### SET OF TASKS
1) In the ambulance company review, why does the air conditioning keep failing in the ambulances? Answer in one to three sentences.
2) List every complaint the ambulance company review makes about the vehicles themselves in its first paragraph.
3) From the ambulance company review, reproduce the passage starting with "They refused to" and going on through "do it right.".

### EXERCISE PASSAGE
Ambulances look good on the outside, but on the inside they remind me of children's toys with all of the plastic inside. One of my colleagues at another ambulance company said that the inside made them look very cheap and unprofessional. Not only that, they were built in Canada and not designed to be used in the extreme heat. Needless to say the A/C constantly goes out in those piles of junk. Not only that, other part are constantly breaking on the trucks and most of them are lucky if they can stay on the road for more the 3-4 weeks without being back in the shop for another 2-3 weeks.
They refused to buy power gurneys for the ambulances and even after it was brought to the owner's attention about the potential money savings by buying the power gurneys vs the manual ones due to a decrease in back injuries, he still wouldn't budge. He was told by multiple employees that the cost of just 1 back injury would pay for the entire fleet of power gurneys, he didn't care and was willing to gamble it. Made us feel real comfortable that the owner was willing to gamble our careers over paying a bit more in the beginning to do it right.
The EKG monitors are very dated technology. They weren't even being remotely used to their capacity though due to the owner being too cheap to buy all the equipment that they needed. The excuse I got was that, "we are primarily a behavioral health transport company and don't need that." Last time I checked not being able to monitor ETCO2 on a respiratory patient goes against the standard of care.

### RECORDED INFORMATION
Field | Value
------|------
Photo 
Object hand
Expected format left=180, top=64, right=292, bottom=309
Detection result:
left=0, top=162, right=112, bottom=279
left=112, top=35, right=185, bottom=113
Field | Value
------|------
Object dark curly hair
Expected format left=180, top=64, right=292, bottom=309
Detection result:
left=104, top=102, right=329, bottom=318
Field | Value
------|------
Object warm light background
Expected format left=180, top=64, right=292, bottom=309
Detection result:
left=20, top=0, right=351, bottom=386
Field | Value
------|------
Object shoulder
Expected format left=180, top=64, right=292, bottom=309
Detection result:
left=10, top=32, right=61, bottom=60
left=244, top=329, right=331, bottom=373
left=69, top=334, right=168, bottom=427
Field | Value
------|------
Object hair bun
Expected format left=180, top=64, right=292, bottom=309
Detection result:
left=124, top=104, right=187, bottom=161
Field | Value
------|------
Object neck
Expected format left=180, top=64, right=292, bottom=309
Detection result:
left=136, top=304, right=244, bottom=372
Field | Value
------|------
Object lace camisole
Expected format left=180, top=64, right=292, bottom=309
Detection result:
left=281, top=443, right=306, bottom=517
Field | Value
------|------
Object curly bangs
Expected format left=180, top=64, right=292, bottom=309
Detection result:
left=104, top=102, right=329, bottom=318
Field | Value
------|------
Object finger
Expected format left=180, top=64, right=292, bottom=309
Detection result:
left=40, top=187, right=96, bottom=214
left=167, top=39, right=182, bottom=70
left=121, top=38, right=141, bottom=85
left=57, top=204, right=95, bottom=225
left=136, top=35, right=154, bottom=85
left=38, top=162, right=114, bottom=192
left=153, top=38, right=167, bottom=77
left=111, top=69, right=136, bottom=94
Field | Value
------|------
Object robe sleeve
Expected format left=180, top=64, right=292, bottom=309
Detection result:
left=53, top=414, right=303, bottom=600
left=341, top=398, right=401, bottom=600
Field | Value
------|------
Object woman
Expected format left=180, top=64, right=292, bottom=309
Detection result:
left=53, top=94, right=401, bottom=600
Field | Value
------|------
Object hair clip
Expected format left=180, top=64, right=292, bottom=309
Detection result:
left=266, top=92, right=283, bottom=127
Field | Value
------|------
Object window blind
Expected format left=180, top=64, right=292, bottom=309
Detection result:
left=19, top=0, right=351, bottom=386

### ANSWERS TO THE EXERCISE
1) According to the review, the ambulances were built in Canada and weren't designed for extreme heat, so the A/C constantly goes out.

2)
- The interiors are full of plastic, which makes them look like children's toys and, according to a colleague, cheap and unprofessional.
- They were built in Canada and weren't designed for extreme heat.
- The A/C constantly goes out.
- Other parts are constantly breaking, so most trucks are lucky to stay on the road more than 3-4 weeks before going back to the shop for another 2-3 weeks.

3)
They refused to buy power gurneys for the ambulances and even after it was brought to the owner's attention about the potential money savings by buying the power gurneys vs the manual ones due to a decrease in back injuries, he still wouldn't budge. He was told by multiple employees that the cost of just 1 back injury would pay for the entire fleet of power gurneys, he didn't care and was willing to gamble it. Made us feel real comfortable that the owner was willing to gamble our careers over paying a bit more in the beginning to do it right.